Reproduce all of the rows below unchanged except that every occurrence of "Target" becomes "Label".

- - - - -

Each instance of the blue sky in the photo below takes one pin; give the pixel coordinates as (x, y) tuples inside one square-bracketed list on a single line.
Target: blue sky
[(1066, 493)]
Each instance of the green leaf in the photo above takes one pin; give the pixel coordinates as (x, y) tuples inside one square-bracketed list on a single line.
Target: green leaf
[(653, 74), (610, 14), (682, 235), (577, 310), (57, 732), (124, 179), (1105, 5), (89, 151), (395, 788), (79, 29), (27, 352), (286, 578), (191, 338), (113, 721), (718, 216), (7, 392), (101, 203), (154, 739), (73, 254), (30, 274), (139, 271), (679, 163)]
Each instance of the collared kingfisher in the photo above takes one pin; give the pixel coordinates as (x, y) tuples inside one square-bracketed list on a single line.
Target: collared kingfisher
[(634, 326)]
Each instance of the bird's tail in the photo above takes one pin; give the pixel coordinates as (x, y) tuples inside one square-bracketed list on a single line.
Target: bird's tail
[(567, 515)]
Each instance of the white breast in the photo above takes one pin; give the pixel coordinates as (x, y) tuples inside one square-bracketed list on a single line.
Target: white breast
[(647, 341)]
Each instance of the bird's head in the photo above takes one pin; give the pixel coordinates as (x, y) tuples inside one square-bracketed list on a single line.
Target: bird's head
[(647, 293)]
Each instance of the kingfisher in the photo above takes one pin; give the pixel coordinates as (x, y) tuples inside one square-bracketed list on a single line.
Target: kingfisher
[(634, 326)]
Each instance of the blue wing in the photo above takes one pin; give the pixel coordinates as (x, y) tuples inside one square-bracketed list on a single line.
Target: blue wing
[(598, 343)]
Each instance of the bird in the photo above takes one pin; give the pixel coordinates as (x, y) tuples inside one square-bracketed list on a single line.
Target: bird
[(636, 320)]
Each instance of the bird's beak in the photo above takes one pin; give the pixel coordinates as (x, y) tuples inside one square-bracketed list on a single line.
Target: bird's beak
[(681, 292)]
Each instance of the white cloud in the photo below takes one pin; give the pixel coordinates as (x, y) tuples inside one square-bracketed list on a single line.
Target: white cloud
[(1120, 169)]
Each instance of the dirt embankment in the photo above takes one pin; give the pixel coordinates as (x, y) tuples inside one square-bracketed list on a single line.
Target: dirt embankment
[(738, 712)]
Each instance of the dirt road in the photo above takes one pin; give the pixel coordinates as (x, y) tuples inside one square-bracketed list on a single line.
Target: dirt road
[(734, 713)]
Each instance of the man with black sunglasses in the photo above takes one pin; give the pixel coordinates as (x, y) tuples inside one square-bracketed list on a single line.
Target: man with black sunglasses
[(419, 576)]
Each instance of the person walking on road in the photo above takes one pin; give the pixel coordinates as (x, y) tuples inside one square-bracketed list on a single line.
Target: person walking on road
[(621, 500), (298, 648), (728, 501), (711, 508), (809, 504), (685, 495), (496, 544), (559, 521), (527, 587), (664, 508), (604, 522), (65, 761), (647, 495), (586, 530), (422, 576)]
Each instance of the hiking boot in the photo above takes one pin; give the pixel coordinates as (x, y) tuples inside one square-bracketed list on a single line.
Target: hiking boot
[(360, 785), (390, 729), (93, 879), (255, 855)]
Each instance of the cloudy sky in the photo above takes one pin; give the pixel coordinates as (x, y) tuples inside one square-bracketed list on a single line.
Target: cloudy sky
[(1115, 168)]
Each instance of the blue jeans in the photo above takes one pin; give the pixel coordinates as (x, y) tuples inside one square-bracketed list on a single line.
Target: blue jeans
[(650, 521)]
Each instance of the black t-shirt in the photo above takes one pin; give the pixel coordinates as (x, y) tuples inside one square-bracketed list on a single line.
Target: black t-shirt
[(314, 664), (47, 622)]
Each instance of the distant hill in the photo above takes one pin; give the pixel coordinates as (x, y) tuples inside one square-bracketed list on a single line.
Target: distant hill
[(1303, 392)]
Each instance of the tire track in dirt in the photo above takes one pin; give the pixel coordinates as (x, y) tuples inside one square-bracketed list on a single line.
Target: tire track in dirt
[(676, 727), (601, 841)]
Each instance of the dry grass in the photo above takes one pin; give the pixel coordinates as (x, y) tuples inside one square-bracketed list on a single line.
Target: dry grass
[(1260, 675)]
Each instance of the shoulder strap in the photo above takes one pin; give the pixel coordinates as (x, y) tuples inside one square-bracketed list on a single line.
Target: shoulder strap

- - - - -

» EXERCISE RESPONSE
Each instance of the blue sky in the photo below takes one pin; give the pixel coordinates as (x, y) tuples inside one square-bracketed list on a single line.
Label: blue sky
[(1066, 493)]
Each instance of the green leaf in the photo above takes one pin; give the pixel coordinates as (x, y) tuples inside one square-bracketed list on a single line.
Label: green leaf
[(653, 74), (610, 14), (682, 235), (577, 310), (57, 732), (124, 179), (1105, 5), (89, 151), (395, 788), (79, 29), (27, 352), (286, 578), (191, 338), (113, 721), (718, 216), (7, 392), (101, 203), (154, 739), (73, 254), (30, 274), (139, 271), (679, 163)]
Each instance of the collared kingfisher in the photo above takes one pin; give the pixel coordinates as (x, y) tuples inside one square-bracketed list on a single line.
Label: collared kingfisher
[(634, 326)]
Each instance of the bird's tail in the photo above takes one pin; give the pixel coordinates as (x, y) tuples inside one square-bracketed list on a single line.
Label: bird's tail
[(567, 515)]
Each instance of the white breast in the photo above takes one pin; give the pixel coordinates as (x, y) tuples inside one square-bracketed list on a single line.
Label: white breast
[(647, 341)]
Each instance of the bird's head in the photo above takes one pin; give the pixel coordinates as (x, y) tuples inside one square-bracketed list on a single line.
Label: bird's head
[(647, 293)]
Each instance of the kingfisher in the photo above takes one pin; give the pixel coordinates as (x, y) tuples inside one square-bracketed list on a single line.
Label: kingfisher
[(634, 326)]
Each instance of the blue wing in the photo above takes one pin; give the pixel coordinates as (x, y) tuples inside one square-bracketed list on a single line.
Label: blue wing
[(598, 343)]
Each instance of the bird in the photo above takes one pin; give the pixel coordinates as (x, y) tuples inside one square-bracketed list on a single line.
Label: bird
[(636, 320)]
Each instance of the bird's beak in the photo above takes one pin; give the pixel coordinates as (x, y) tuples inside one square-bracketed list on a single line.
Label: bird's beak
[(681, 292)]
Each instance of the white cloud in the photo below takes one pin; give the pixel coordinates as (x, y) tuples inside one square-bracketed list on a single line.
Label: white cloud
[(1120, 169)]
Each instance of the dirt embankment in the photo above takes one pin; give the pixel coordinates as (x, y) tuples inside one square-bracketed list on a single line.
Label: dirt embankment
[(738, 712)]
Each instance of the dirt road in the photo above takes one pin; give the pixel coordinates as (x, y) tuples inside one square-bracketed list on a single line.
Label: dirt road
[(734, 713)]
Each instance of the man with black sunglasses in the photo above takes one pin; give the pixel coordinates as (x, y) tuples inside one square-bracketed list on a single line.
Label: man with black sunglasses
[(419, 576)]
Each instance of the person walking on road in the photo above takes one pin; give the pixel coordinates as (x, y) tuples inside one square-bracketed list on a single line.
Label: person walking on road
[(621, 500), (298, 648), (728, 501), (711, 508), (809, 504), (685, 495), (496, 544), (559, 521), (527, 587), (664, 508), (604, 522), (65, 761), (647, 495), (586, 530), (422, 576)]
Each instance of the hiking boot in the photo above takes one pin; give the pixel coordinates as (x, y) tuples inside one square-bracketed list on a single line.
Label: hiking boot
[(360, 785), (390, 729), (93, 879), (255, 855)]
Each instance of the cloudy sky in the photo above takes one pin; give the pixel coordinates as (x, y) tuples inside one square-bracketed list on a single line.
Label: cloudy sky
[(1115, 168)]
Each instance of the blue jeans in the photo above takes one pin; give the pixel coordinates as (x, y) tuples inside one square-bracketed list on a single line.
Label: blue jeans
[(650, 521)]
Each instance of the black t-shirt in the photo above takes one pin; give the pixel coordinates as (x, y) tuples inside one square-bracketed list on a single line.
Label: black t-shirt
[(314, 664), (47, 622)]
Each instance of the distant hill in the photo above takes one pin; give the pixel coordinates as (x, y) tuples inside one square-bracketed list on a single line.
Label: distant hill
[(1303, 392)]
Each instance of the tire track in dirt in the photo above takes one pin; give the pixel coordinates as (x, y) tuples inside one square-bracketed list on a single line.
Label: tire track in dirt
[(676, 727), (601, 841)]
Each instance of the dry grass in the photo above takes one pin; give the pixel coordinates as (x, y) tuples inside one square-bracketed list on a single line.
Label: dry grass
[(1260, 675)]
Each instance of the shoulder strap in the photo above takes one pin; give the pixel coordinates as (x, y) tuples inside one square-bracketed list on a single line.
Label: shoulder strap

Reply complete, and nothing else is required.